_Task prompt_
Continue the account of the rural homestay and the visit to the Himba village, starting after its final sentence.

So, each afternoon we would return to our families around 2pm. My host mother was a teacher in a primary school, so she usually returned around 4pm. My youngest host brother went to school in the mornings, so he was usually home when I returned, and my 16 year old host brother was no longer in school, and was working in the fields by the time I got home. My family had a lot of animals, most of whom took care of themselves by roaming around and eating grass and drinking rain water, but they also had lots and lots of fields of corn, watermelon (which they called pumpkins), guava trees, green beans...lots of fields that my 16 year old host brother would work. When my 8 year old brother gets home, he works in the fields as well. My host mother never wanted me to work in the fields though. I washed a lot of dishes, helped clean the house, got rid of a lot of cobwebs, weeded the yards, and made a lot of tea! Overall, it was a good homestay and I learned a lot about my host mother's perspective on various things. In my family, my host mother was pretty much the only one who spoke any English. My host brothers were content to wave to me every time I saw them and say "I'm fine" when I asked how they were. But I loved every minute of it!

Following this one week rural homestay and the seminars that went along with it, we traveled to a traditional Himba village and camped right next to it. The first night, we got a tour around the village, met the chief, his wife, and got to learn about the traditional dress of the Himbas. They wear the skins of their animals, and cover themselves in occra (don't know how to spell it), a red powder mixed with butter that protects their skin from the sun. The Himbas do not wash themselves with water, but simply clean themselves with the occra. It was very cool to get to see the way they live, in their own villages. I think a few of us were questioning the legitimacy of the interaction, however. A group of about 20 people, majority white students from the United States, traveling to Africa to see the way that "Africans" live in their traditional homesteads? We were all a bit uneasy at the thought. Imagine a bunch of people from another country coming to your house to set up a tent next to it, to observe the way that you live? Uncomfortable to say the least. However, we learned later that the Himba people had contacted our professor to ask us to come to their village to learn more about their culture. This fact helped a little, but I know that I was still a bit uncomfortable, but it was a great learning experience.

[Stored items]
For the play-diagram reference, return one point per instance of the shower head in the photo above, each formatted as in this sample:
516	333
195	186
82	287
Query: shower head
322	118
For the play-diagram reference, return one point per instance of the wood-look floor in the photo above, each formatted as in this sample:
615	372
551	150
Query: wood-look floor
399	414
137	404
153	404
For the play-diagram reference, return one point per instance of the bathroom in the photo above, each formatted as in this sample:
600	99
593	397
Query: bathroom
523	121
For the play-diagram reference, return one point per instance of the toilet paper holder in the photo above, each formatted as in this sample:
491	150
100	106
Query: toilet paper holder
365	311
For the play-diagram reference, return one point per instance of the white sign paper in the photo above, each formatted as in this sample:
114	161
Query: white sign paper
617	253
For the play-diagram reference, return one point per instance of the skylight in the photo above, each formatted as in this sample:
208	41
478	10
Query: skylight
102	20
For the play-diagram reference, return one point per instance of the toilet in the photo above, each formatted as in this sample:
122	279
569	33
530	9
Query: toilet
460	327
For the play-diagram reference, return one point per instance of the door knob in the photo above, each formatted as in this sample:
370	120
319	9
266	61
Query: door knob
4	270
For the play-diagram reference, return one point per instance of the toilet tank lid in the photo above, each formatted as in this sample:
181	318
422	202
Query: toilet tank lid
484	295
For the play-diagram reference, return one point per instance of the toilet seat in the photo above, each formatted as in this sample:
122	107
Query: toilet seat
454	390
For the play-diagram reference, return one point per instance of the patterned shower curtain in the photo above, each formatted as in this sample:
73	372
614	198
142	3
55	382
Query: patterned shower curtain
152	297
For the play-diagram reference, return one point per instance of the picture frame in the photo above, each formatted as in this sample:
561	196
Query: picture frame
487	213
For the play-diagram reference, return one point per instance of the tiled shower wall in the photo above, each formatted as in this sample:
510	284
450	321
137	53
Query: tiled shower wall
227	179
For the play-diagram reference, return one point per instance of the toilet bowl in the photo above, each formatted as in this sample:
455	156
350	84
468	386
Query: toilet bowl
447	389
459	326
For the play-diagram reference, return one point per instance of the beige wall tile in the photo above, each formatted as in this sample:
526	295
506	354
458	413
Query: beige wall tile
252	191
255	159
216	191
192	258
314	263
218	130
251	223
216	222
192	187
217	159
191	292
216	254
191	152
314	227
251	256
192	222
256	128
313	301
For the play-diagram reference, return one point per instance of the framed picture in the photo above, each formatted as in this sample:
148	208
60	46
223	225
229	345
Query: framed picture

_Answer space_
After that camping experience, we traveled to Etosha National Park, one of the biggest tourist destinations of Namibia, especially in the north. There were got to see SO many different kinds of animals! The most prominent was the giraffe. There are hundreds of giraffes in the park. It was a very relaxing and fun end to a fun but packed trip to the north - hanging out with a bunch of giraffes, wildebeast, springbok, hyenas, and some jackals.

This coming week is spring break! All of the CGErs will be heading off to different places in southern Africa. I am actually going back to the coast of Namibia, to Swakopmund, for some affordable days on the beach and to volunteer at an afterschool program for some Namibia students called Mondesa Youth Opportunities. It should be an awesome break! I am going with two of my good friends on the program, so it will be greeeeeat.